Reproduce each of the following items verbatim, line for line, leaving out the pictures.

Excerpts of labeled region data

start

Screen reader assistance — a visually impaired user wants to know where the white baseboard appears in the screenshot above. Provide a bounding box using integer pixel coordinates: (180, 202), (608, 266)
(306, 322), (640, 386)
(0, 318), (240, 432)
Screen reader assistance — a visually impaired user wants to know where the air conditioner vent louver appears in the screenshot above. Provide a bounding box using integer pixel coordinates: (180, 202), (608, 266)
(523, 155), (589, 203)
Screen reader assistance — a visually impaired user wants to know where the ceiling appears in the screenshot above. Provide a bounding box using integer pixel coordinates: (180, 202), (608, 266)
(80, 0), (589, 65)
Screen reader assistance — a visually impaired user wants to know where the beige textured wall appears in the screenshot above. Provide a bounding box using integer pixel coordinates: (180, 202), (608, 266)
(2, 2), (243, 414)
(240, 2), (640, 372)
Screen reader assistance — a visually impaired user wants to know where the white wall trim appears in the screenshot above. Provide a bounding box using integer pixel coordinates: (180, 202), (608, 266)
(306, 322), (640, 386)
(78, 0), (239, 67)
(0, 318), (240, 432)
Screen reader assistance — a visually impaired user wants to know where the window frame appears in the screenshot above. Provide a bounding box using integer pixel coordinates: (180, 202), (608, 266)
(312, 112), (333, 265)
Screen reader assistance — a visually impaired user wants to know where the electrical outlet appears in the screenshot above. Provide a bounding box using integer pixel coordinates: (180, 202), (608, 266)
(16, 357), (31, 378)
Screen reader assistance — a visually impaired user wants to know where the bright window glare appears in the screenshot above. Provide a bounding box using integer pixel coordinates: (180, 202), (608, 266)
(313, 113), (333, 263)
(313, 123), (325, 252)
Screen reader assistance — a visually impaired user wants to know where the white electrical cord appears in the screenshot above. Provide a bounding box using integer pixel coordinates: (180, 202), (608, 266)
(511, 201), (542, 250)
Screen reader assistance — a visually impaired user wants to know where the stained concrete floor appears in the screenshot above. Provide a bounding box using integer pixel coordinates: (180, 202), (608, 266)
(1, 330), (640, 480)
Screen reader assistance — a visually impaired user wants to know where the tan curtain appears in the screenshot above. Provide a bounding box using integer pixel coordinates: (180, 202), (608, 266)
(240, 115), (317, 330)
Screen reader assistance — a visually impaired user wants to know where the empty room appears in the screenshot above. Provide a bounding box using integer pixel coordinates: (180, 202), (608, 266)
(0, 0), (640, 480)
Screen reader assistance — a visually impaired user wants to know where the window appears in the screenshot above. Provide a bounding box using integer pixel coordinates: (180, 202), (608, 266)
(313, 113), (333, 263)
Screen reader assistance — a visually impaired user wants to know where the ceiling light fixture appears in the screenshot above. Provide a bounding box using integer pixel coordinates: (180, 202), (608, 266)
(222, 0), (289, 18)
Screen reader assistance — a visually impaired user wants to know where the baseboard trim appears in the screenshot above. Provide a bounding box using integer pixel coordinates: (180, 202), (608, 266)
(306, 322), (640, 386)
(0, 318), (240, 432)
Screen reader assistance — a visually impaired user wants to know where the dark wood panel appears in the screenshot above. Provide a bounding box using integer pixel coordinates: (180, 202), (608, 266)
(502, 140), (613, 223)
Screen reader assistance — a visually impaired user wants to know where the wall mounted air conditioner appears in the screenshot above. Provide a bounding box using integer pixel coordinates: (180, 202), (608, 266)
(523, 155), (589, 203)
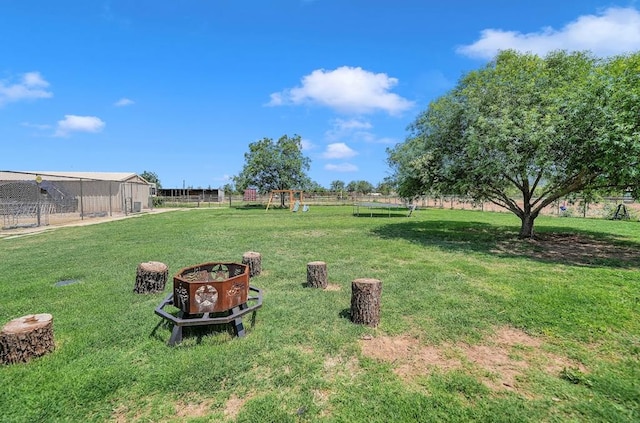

end

▶ RESULT
Screen reader assistance — a visually impaired user wants to know where the white baseboard appears in the screenshot above. Provide a bounding box using integer pixel coordinates: (180, 202), (608, 266)
(306, 322), (640, 386)
(0, 318), (240, 432)
Screen reader assistance — a visually impaired user wants to know where the air conditioner vent louver appears in the screenshot above. Provide a bounding box using integer pixel coordinates: (180, 202), (608, 266)
(523, 155), (589, 203)
Screen reader assistance — a visually impaired user wants to know where the ceiling appears in the screenshot above. Provide a bounding box using integer pixel coordinates: (180, 202), (608, 266)
(80, 0), (589, 65)
Screen reader assistance — a visually impaired user wants to know where the beige textured wall appears in the screenshot above. Provide a bounding box using integer pixel coordinates: (180, 202), (608, 266)
(2, 2), (243, 414)
(240, 2), (640, 372)
Screen reader assistance — a visually impaired user wants to know where the white wall trim appears in the screenshot above. Provide a bounding box using integer pixel coordinates: (180, 202), (608, 266)
(306, 322), (640, 386)
(78, 0), (239, 67)
(0, 318), (240, 432)
Screen reader assistance — a visually impaired user wants to know where the window frame appears in the screenshot above. Provide a bounding box using integer pixel coordinates: (180, 202), (608, 266)
(312, 112), (333, 265)
Screen reader assistance — a visually impaired user wants to know where the electrical outlet appears in the screenshot above. Provide a bounding box using integer pixel coordinates: (180, 202), (608, 266)
(16, 357), (31, 378)
Screen reader assistance — a visually impaired user wants to know where the bright window glare appears in the screenshot above. Provide a bounding box using integer pixel coordinates: (180, 202), (608, 266)
(313, 113), (333, 263)
(313, 123), (325, 252)
Screen reader assistance — a visually impaired user wants to know where the white electrical cord appears in the screenshot above. Provide a bounding box using integer pixel coordinates: (180, 202), (608, 266)
(511, 201), (542, 250)
Screen reader assistance — a visually impaired user wants to know where the stained concrete floor appears in the screenshot above. Provide a bounding box using integer pixel coordinates: (180, 202), (608, 266)
(1, 330), (640, 480)
Screen reader assistance — a visually impaired user wants to know where the tan curtain appears in the screenshot above. Provide a bounding box using integer pixel coordinates: (180, 202), (608, 266)
(240, 115), (317, 330)
Screen reader assistance — a visually impaired user wants to know where the empty room appears in the screenshot above. Provide a bounding box using integer pixel coordinates: (180, 202), (608, 266)
(0, 0), (640, 480)
Screen reader assistance — a visually impaired user wants to know where the window appears in the screenshot above. Provide a bounding box using integer pixel coordinates: (180, 202), (608, 266)
(313, 113), (333, 263)
Screen reader assistance — a visually impaired user wants to know where the ceiling light fixture appears in the screenshot above. Provide a bounding box using integer pixel coordinates: (180, 202), (608, 266)
(222, 0), (289, 18)
Screen reader assistance — a visually impaired user wants to know where the baseboard trim appears in the screenshot above. Provide a bounding box using integer pixel coordinates: (180, 202), (608, 266)
(306, 322), (640, 386)
(0, 318), (240, 432)
Screen reader assistance — a visually impaired user wants to know where the dark wood panel appears in the screenshot above. Provide a bounding box using integer pixel coordinates: (180, 202), (608, 266)
(502, 140), (613, 223)
Screen reader assistance — a visually impaired user wants to know where the wall mounted air conditioner appears in the screenshot above. Provide a bounding box using integer pixel coordinates: (180, 202), (608, 266)
(523, 155), (589, 203)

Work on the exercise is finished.